---- THE RECORDS

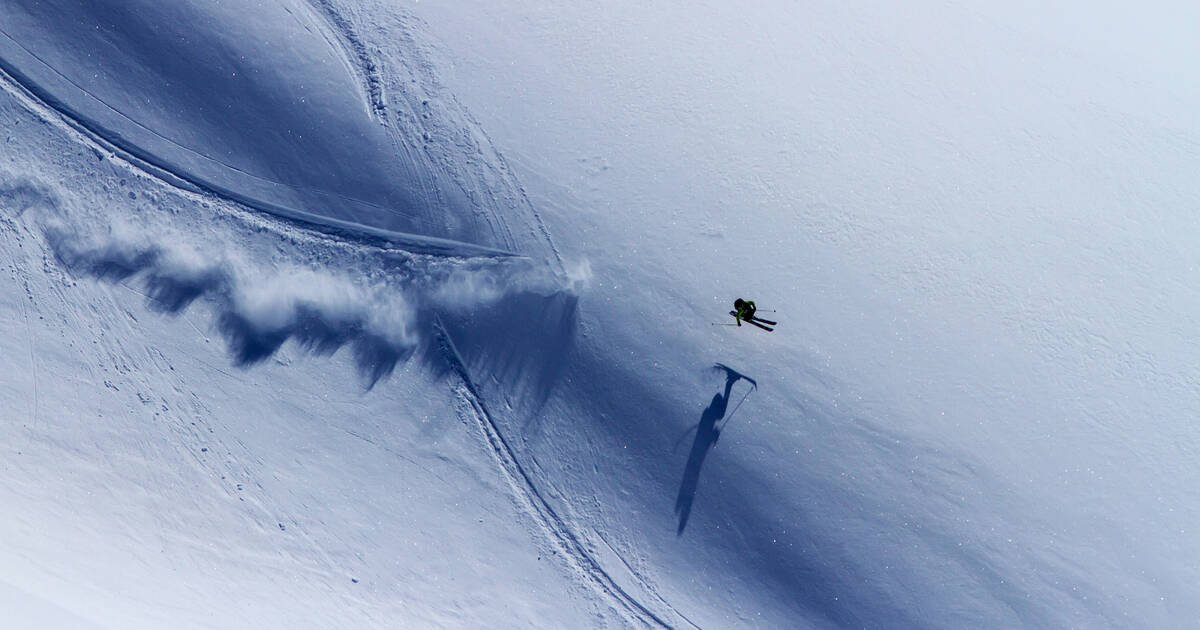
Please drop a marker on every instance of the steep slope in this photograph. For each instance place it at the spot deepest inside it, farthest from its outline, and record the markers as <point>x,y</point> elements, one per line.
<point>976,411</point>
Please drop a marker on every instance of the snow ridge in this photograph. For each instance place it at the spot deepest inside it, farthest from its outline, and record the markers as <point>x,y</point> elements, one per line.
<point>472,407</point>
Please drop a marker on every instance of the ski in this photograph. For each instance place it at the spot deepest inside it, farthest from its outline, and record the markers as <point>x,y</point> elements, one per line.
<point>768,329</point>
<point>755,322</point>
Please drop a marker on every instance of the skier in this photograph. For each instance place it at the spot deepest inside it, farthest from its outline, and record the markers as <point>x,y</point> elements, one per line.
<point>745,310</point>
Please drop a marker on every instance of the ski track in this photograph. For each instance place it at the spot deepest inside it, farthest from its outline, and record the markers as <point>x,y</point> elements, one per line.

--------
---- THE RECORDS

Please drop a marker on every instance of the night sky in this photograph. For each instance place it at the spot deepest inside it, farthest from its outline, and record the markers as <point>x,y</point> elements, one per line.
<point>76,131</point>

--------
---- THE RECORDS

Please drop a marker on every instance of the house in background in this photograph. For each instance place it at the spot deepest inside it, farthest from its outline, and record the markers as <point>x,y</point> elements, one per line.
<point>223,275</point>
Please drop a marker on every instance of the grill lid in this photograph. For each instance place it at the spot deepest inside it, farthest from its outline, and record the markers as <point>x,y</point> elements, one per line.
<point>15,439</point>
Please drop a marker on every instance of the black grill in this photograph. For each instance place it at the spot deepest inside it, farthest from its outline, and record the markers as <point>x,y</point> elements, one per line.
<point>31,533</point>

--------

SET PROBLEM ▸ Rewrite the part of the listing that opens with the line containing "Please drop a marker on every instance of the steep" and closes with the line containing "<point>755,322</point>", both ends included, keeping the requests as they are. In the answers, multiply every point coordinate by 1.7 and round to whole numbers, with halves going up.

EXERCISE ANSWER ▸
Please drop a marker on every instance of the steep slope in this photograph. For each instance place it at the spot deepest inside it, farthest from its outline, and record the markers as <point>x,y</point> elements, one per line.
<point>1659,699</point>
Please drop a marker on every instance of the snow ridge in this photograph. For each instance place it at the spot deepest inside it, farthest from its outline, and record the markers as <point>x,y</point> elements, one per line.
<point>802,692</point>
Please drop a marker on every instance of the ski in this photograph. For each instance place it at the spot deepest inside it, farthest from its outline, and record the markers as <point>x,y</point> elements, one per line.
<point>1306,559</point>
<point>1284,547</point>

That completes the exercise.